ИСХОДНЫЙ ТЕКСТ:
:::::

Выбрать главу

В Ассуане есть и произведения искусства — серебряные вещи изящной и своеобразной работы. С ними явился на пароход степенный Копт, чистый, весь в черном, принесший в складках одежды запах ладона и розового масла. Неторопливо развертывал он своими смуглыми руками с красивыми длинными пальцами клетчатые платки, заключавшие всякие драгоценности, и пред восхищенною Miss Emily чередою проходили массивные браслеты, перстни и другие женские украшения. Все это сделано из наших и иностранных денег.

Берег насупротив города не материк, а довольно обширный остров, охваченный рукавами реки. Арабы зовут его Джезирет-эль-Захер, [125] „Остров Цветов“, поэтическое имя, ничем не оправдываемое. В северной части, на каменистой и пыльной почве, растут одни пальмы; южная, где находилась Элефантина, завалена грудами мусора и обломков, и нигде нет ни малейшего цветка. От Элефантины не осталось интересных следов. Последние её памятники, Ниломер и описанные французскою экспедицией храмы Амунофа III и Тутмеса III, разрушены в 1822 году ассуанским губернатором для постройки конака. [126] История или по крайней мере путеводители не сохранили имени этого египетского Вандала.

:::::

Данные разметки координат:
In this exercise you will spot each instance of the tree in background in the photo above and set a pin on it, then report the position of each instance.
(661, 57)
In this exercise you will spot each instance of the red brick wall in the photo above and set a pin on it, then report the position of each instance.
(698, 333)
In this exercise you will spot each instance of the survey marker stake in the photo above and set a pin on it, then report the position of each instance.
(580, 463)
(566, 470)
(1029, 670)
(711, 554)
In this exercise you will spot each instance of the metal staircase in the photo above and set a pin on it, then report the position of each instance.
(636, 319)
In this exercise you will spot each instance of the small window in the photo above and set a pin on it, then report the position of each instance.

:::::

УПРАЖНЕНИЕ 1:
Выпишите без изменений все строки записей с данными разметки координат.
УПРАЖНЕНИЕ 2:
Продолжите текст об Ассуане и Элефантине, начав сразу после его последнего предложения.

ПИСЬМЕННЫЙ ОТВЕТ 1:
In this exercise you will spot each instance of the tree in background in the photo above and set a pin on it, then report the position of each instance.
(661, 57)
In this exercise you will spot each instance of the red brick wall in the photo above and set a pin on it, then report the position of each instance.
(698, 333)
In this exercise you will spot each instance of the survey marker stake in the photo above and set a pin on it, then report the position of each instance.
(580, 463)
(566, 470)
(1029, 670)
(711, 554)
In this exercise you will spot each instance of the metal staircase in the photo above and set a pin on it, then report the position of each instance.
(636, 319)
In this exercise you will spot each instance of the small window in the photo above and set a pin on it, then report the position of each instance.

ПИСЬМЕННЫЙ ОТВЕТ 2:
На острове, где находятся две деревушки, заселенный исключительно Нубийцами, женщины и девочки ждали нас с соломенными подносами, полными всяких редкостей, а гурьба мальчишек, покачиваясь и выбивая такт в ладони, пела односложную песнь, в которой только и слышалось что заветное словцо, девиз всего Востока. Выходило что-то вроде:

 Элла, элла, эль бакшиш,  Элла, элла, эль бакшиш.

При каждом брошенном пиастре напев обрывался, десятки рук взметывались вверх, слышались сдавленная брань, крики, топот, и затем снова бесконечная нищенская эпопея терзала ухо и тянула за душу.

Вечером Кук по обыкновению оповестил нас о том, что происходить завтра: „Get up at six, breakfast at half past six, start to Philae at seven; donkeys and camels will be provided.“ [127] Из Филэ желающие, в случае благоприятной погоды, могут „shoot the cataracts“, т. е. спуститься чрез пороги в дагабии.

Итак, нам предстоять новые впечатления — езда на верблюдах и, быть-может, „the shooting of the cataracts.“

Это shooting входит в круг самых необходимых для туриста проделок и считается весьма опасным, хотя несчастий ни с кем не случалось. Разумеется, подобного рода опасность служить только лишнею приманкой, и все пассажиры без исключения приняли участие в складчине для найма дагабии. (Фирма не берет на себя этого расхода.)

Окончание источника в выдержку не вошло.